(Free-text object descriptions)
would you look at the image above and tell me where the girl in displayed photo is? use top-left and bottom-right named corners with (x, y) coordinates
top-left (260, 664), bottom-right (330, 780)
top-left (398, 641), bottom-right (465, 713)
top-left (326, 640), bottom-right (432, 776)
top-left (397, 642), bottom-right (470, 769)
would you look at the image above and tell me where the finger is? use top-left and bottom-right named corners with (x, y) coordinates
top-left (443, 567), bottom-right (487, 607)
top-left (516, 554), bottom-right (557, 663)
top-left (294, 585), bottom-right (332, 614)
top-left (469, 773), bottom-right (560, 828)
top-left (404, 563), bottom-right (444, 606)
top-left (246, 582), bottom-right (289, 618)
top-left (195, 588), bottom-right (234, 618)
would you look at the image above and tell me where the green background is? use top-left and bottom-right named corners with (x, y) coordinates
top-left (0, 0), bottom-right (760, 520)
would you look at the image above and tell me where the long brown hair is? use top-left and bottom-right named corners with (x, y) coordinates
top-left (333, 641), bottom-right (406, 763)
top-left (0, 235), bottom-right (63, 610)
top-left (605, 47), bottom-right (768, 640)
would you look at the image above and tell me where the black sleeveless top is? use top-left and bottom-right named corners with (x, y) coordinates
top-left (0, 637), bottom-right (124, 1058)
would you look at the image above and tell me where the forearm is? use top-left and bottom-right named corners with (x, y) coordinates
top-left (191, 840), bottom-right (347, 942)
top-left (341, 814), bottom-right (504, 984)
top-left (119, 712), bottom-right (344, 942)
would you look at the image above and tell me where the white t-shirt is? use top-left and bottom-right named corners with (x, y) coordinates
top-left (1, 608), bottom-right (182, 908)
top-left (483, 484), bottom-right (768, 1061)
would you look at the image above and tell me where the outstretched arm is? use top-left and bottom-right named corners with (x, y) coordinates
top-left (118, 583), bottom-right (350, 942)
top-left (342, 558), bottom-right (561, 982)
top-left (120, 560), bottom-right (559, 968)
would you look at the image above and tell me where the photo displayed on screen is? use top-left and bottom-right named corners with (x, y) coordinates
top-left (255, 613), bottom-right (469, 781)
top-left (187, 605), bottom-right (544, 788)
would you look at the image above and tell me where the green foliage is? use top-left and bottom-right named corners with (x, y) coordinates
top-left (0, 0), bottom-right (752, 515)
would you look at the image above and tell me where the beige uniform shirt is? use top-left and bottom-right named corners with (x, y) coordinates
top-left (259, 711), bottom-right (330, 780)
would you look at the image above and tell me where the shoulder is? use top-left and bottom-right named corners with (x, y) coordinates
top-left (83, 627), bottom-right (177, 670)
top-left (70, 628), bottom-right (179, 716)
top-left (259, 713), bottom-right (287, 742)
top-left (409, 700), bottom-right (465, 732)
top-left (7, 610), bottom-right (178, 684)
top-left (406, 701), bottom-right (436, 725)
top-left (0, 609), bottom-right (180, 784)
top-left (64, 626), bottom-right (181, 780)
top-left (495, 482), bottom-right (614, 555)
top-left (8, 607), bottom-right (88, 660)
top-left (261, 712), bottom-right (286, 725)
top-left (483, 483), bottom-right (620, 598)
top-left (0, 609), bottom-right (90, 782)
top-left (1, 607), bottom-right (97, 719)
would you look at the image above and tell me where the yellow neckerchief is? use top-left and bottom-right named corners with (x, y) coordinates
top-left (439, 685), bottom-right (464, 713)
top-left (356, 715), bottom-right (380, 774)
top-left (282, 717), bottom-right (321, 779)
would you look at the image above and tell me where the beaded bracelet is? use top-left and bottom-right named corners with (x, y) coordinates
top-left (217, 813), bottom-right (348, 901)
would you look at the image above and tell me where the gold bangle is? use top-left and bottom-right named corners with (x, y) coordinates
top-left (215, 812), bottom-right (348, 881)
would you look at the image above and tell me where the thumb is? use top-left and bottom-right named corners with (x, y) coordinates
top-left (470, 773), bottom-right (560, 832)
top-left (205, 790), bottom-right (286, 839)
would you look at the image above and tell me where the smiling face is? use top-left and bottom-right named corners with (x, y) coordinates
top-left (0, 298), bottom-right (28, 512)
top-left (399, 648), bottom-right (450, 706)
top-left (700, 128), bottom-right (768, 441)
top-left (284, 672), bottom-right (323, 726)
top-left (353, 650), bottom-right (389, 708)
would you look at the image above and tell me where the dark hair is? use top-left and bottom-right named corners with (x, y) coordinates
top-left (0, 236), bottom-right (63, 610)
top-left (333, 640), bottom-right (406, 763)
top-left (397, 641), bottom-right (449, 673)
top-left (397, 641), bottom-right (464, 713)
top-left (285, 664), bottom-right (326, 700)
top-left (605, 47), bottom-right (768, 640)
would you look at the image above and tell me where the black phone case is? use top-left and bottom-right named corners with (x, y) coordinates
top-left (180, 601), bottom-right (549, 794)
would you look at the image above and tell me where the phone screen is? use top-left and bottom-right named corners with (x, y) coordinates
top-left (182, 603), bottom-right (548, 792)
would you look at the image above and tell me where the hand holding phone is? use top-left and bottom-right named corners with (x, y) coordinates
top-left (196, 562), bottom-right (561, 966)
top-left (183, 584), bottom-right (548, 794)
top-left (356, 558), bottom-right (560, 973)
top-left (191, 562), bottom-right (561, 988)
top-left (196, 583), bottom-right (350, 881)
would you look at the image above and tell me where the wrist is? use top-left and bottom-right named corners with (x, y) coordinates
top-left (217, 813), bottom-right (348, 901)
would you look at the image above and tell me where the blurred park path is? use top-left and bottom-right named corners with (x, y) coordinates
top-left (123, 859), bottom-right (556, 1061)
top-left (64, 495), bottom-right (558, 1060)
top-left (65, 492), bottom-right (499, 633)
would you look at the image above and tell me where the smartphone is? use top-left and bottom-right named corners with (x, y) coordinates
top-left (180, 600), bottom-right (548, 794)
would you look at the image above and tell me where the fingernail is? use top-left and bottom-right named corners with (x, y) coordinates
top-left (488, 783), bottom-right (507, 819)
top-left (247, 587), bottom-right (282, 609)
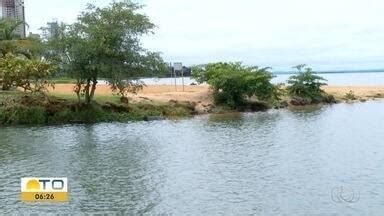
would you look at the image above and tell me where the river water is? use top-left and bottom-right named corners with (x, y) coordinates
top-left (1, 101), bottom-right (384, 215)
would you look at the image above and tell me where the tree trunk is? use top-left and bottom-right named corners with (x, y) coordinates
top-left (89, 78), bottom-right (97, 102)
top-left (75, 90), bottom-right (81, 103)
top-left (74, 78), bottom-right (83, 103)
top-left (84, 79), bottom-right (91, 105)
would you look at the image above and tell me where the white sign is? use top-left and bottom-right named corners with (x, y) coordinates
top-left (174, 62), bottom-right (183, 71)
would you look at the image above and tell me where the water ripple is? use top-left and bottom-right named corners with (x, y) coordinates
top-left (1, 101), bottom-right (384, 215)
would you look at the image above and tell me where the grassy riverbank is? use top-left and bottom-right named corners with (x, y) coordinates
top-left (1, 84), bottom-right (384, 125)
top-left (0, 91), bottom-right (197, 125)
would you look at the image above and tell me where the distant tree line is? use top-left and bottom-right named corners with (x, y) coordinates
top-left (165, 65), bottom-right (192, 77)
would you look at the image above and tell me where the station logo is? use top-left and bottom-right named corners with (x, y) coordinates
top-left (21, 178), bottom-right (68, 202)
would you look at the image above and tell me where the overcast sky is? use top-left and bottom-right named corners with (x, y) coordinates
top-left (26, 0), bottom-right (384, 70)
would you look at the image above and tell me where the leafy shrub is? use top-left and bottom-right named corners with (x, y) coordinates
top-left (192, 62), bottom-right (279, 107)
top-left (20, 106), bottom-right (47, 124)
top-left (345, 90), bottom-right (357, 100)
top-left (76, 104), bottom-right (110, 123)
top-left (49, 108), bottom-right (75, 123)
top-left (0, 54), bottom-right (56, 92)
top-left (19, 59), bottom-right (56, 93)
top-left (287, 64), bottom-right (327, 103)
top-left (0, 108), bottom-right (6, 124)
top-left (11, 106), bottom-right (47, 125)
top-left (109, 79), bottom-right (146, 104)
top-left (0, 54), bottom-right (26, 90)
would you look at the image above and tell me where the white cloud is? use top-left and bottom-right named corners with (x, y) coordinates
top-left (27, 0), bottom-right (384, 70)
top-left (142, 0), bottom-right (384, 70)
top-left (26, 0), bottom-right (110, 33)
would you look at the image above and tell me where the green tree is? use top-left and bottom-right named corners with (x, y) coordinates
top-left (40, 21), bottom-right (70, 65)
top-left (287, 64), bottom-right (327, 103)
top-left (110, 79), bottom-right (146, 103)
top-left (0, 54), bottom-right (56, 93)
top-left (0, 53), bottom-right (26, 90)
top-left (0, 18), bottom-right (27, 56)
top-left (0, 18), bottom-right (52, 90)
top-left (43, 2), bottom-right (166, 104)
top-left (19, 58), bottom-right (56, 93)
top-left (0, 18), bottom-right (24, 40)
top-left (192, 62), bottom-right (279, 107)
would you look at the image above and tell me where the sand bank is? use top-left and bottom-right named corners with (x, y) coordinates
top-left (51, 84), bottom-right (384, 102)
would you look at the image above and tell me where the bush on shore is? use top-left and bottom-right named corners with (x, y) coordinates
top-left (0, 54), bottom-right (56, 92)
top-left (344, 90), bottom-right (357, 100)
top-left (192, 62), bottom-right (280, 108)
top-left (286, 65), bottom-right (333, 104)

# WHAT YOU ARE ASKED TO DO
The line with "where the bush" through the last line of the entries above: output exactly those lines and nothing else.

# SOLUTION FOR THIS EXERCISE
would you look at the image above and tell me where the bush on shore is? use top-left and bottom-right named corners with (x, y) coordinates
top-left (0, 54), bottom-right (56, 92)
top-left (344, 90), bottom-right (357, 100)
top-left (192, 62), bottom-right (280, 108)
top-left (286, 65), bottom-right (333, 104)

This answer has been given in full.